▶ APPLY WHAT YOU READ:
a) In the piece about To the Moon below, what is the memory-rebuilding company called?
b) Continue the piece about To the Moon and Korean melodramas after its last line.

+++ SELECTED EXTRACT +++

If Steam Community were a box of tissues, it’d better be a huge one, as it would have to wipe away tears of at least 20010 gamers. To the Moon receives a 10 on Steam, and 20010 positive reviews against 599 negative ones. Its primary focus is the narrative: two doctors rebuild Johnny’s fragmatic and sad memory about him and his late wife, River, and make Johnny believe that he lives happily with River, and goes to the moon together. Most of the Steam reviewers mention how great the narrative is and how the plot and music make them cry (a lot and over and over again). “One of the most emotional games you’ll ever play,” the most “helpful” reviews on Steam says so. Why To the Moon is so touching and empathetic?
When I played To the Moon, it evoked a strong sense of familiarity. The themes and motifs of To the Moon seem rather common, if not cliche: a special piece of memory that never comes back to you, a late wife whose life wish is never realized, a twin brother who has died young and whose death has a pathetic impact on you, a broken childhood promise, re-encountering the woman you met once at 7 years old and marrying her, animal toys as a symbol, Asperger syndrome, and (seriously) a memory-rebuilding company called Sigmund.
A melodramatic fiction, film or video game often piles up rare motifs. In To the Moon, it involves car accident, weird medicine that hurts Johnny’s memory, childhood experience, extreme obsession with a small and overly romantic promise made in childhood at a carnival. In other words, all the pathetic dramas fall upon one single person. He suffers from something unreal. His suffering is a fantasy in disguise.
When I say “familiarity,” I mean the similarity between the narrative in To the Moon and those in a great number of Korean melodramas. I grew up in China hearing people around talk about Korean melodramas all the time since K-Pop was/is very dominant in China. Plot devices, such as memory loss, diseases, car accident and twin sister/brother, are often adopted in those tear-jerking soap operas. Here are some classic examples:
Autumn in My Heart: touching childhood memory; female protagonist suffering from Leukemia.
Stairway to Heaven: childhood sweethearts; amnesia caused by car accident.

+++ RECORD SET +++

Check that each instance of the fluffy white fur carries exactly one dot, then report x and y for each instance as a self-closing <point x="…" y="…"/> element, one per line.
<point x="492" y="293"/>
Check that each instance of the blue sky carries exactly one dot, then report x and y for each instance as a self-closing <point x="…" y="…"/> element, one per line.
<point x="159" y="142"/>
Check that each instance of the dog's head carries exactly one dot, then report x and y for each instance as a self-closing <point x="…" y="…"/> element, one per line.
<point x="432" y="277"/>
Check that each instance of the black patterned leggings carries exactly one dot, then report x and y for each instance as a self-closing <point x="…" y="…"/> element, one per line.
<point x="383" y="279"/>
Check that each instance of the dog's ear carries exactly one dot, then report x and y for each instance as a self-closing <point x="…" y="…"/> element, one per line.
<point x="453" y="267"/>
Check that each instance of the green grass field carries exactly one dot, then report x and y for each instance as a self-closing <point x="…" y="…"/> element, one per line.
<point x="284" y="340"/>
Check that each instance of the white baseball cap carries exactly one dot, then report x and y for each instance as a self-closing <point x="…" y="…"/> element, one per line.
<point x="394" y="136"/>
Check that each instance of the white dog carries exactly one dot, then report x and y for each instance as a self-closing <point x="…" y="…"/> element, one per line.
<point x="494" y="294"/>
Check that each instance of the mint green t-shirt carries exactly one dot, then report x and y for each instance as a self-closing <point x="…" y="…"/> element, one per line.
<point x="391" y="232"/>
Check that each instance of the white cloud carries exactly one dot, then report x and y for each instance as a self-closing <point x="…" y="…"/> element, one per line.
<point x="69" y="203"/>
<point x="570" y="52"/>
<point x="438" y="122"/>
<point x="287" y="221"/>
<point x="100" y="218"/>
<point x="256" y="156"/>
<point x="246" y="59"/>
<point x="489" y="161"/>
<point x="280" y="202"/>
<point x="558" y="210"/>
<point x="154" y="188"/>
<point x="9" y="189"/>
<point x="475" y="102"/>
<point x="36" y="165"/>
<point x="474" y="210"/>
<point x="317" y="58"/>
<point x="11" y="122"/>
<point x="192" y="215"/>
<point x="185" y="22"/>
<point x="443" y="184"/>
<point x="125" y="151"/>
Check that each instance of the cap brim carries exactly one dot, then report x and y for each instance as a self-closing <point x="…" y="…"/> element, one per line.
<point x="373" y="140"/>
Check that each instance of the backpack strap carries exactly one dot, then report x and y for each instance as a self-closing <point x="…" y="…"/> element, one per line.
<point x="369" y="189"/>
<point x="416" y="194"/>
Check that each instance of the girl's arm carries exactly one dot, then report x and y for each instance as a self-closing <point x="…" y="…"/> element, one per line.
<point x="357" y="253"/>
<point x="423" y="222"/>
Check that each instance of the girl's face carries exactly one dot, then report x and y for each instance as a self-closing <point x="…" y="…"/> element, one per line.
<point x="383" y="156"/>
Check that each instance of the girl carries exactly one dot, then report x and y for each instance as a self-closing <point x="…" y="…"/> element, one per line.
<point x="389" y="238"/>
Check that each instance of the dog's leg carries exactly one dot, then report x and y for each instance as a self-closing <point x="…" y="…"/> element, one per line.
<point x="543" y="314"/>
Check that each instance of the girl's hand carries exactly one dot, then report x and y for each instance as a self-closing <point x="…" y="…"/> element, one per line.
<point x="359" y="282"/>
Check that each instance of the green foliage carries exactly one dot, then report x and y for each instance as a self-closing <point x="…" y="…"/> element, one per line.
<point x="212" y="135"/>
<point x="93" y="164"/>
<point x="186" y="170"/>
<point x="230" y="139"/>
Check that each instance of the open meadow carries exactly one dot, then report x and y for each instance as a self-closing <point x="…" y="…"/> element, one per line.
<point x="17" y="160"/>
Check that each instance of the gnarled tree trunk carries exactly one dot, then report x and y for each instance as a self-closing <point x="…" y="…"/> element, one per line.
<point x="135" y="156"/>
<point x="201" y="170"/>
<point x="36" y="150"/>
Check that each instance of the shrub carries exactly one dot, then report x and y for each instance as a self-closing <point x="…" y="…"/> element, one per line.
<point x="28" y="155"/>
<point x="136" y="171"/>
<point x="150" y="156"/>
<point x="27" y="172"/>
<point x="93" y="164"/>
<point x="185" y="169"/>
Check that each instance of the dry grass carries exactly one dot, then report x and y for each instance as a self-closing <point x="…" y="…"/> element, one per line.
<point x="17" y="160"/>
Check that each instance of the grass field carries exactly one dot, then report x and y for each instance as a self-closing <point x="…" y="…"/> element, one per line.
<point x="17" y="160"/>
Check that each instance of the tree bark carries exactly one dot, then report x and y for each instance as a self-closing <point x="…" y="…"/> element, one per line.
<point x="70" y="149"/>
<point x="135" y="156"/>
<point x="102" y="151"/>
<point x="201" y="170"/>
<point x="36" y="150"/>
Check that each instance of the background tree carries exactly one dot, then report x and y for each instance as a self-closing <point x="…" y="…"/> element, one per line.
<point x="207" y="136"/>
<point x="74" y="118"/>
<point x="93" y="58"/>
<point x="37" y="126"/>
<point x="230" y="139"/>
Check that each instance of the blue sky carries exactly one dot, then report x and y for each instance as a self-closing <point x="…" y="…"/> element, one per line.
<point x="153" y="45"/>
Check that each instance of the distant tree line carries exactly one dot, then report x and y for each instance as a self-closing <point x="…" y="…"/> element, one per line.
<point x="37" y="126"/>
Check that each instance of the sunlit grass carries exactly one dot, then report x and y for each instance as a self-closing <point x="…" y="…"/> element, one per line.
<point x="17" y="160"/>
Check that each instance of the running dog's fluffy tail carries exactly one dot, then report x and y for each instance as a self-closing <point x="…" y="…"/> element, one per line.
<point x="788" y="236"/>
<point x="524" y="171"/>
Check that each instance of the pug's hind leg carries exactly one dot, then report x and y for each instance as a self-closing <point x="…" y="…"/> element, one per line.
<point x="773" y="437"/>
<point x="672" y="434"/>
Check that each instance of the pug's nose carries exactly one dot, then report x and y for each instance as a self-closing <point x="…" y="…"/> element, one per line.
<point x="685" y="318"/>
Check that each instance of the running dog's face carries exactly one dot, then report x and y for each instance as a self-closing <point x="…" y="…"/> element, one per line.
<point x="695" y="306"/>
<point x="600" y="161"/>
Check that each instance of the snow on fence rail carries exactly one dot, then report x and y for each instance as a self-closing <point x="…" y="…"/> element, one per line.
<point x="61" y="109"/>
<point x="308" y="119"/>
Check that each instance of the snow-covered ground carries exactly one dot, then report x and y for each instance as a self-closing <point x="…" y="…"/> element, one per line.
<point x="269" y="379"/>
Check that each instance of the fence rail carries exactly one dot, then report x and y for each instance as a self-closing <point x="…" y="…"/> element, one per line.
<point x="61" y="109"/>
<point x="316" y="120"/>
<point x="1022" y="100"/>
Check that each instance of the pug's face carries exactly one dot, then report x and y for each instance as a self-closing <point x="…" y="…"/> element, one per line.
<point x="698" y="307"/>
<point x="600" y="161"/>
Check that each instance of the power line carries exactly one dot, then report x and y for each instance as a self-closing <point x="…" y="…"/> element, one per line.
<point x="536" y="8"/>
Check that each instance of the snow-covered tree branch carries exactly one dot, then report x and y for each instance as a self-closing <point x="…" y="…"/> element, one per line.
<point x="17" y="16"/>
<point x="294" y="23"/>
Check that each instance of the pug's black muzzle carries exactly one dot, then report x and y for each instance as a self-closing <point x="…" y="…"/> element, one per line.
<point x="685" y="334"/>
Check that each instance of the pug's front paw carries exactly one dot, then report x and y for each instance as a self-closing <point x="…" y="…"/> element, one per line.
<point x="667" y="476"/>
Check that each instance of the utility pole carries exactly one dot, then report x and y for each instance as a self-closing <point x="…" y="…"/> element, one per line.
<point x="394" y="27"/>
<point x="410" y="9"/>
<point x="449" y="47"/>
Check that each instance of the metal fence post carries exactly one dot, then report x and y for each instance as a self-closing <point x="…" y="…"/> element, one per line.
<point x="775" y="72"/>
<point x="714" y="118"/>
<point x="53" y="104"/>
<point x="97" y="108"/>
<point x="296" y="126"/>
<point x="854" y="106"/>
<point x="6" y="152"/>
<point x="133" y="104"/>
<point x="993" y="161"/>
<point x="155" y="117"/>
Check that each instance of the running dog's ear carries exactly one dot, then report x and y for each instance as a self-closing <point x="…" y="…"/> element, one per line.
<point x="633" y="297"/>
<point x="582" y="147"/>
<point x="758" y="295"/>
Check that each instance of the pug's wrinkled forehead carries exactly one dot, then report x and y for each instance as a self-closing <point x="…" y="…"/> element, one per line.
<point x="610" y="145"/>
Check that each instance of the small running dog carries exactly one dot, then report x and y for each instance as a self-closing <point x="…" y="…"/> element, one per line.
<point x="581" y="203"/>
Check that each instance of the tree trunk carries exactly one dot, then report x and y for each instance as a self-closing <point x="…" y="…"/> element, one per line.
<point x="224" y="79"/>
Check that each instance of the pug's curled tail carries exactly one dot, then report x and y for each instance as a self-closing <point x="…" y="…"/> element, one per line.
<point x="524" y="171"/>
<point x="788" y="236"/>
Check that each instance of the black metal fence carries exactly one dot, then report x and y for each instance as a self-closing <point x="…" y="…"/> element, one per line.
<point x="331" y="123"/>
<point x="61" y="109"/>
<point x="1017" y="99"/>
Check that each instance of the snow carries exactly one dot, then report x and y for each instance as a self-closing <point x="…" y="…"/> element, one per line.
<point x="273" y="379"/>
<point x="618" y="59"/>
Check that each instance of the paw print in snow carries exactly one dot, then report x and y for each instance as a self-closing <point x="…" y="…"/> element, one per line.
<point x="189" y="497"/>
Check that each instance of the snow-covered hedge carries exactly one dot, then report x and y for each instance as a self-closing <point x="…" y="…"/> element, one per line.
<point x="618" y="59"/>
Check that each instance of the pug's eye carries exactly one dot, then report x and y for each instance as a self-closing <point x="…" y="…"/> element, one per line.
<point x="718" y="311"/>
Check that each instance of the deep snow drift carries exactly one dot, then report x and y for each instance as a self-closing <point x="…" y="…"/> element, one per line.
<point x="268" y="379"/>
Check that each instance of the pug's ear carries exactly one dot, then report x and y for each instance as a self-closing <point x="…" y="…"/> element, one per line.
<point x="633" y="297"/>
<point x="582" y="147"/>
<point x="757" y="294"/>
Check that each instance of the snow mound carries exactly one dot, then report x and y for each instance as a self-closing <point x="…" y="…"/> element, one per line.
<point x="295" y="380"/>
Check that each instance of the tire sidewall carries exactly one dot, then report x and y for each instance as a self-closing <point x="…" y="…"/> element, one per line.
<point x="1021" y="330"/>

+++

▶ RESULTS OF THE EXERCISE:
a) Sigmund

b)
Who Are You: School 2015: twin sisters as protagonists; amnesia caused by a suicide attempt.
Good Doctor: Asperger syndrome; photographic memory.
Most reviewers are attracted to the narrative in To the Moon, and they empasize the fact they cry for the story.
“I cried. And you’ll cry.” Reviews like this one is not unusual. From the online community, It seems that whoever plays To the Moon should cry; otherwise, you are a cruel, and coldhearted human being. One of the negative reviews address such concern:
Not only on Steam, players who posted walkthrough videos on YouTube also cry on the screen, and “cry” even appear in the titles of such walkthroughs.
In this walkthrough, a man plays and comments on the game, and a woman is crying. Kind of strengthening a stereotype that women are more sensitive and more drawn to melodramas.
It seems crying for a melodrama becomes an obligation for the players, and those who have cried are superior to those who have not. Sharing such emotional status online makes crying a collective action.
Back to the “memory loss” in To the Moon. In this quarter, we have played a number of games related to memory, such as Her Story, Gone Home, and Braid. “Memory” seems to become not only a trope in literature and film, but also video games. However, the challenge for game developers is how to be creative when you talk about memory or memory loss? Even the very possibility of doing anything creative and original with memory in cinema, literature, and video games.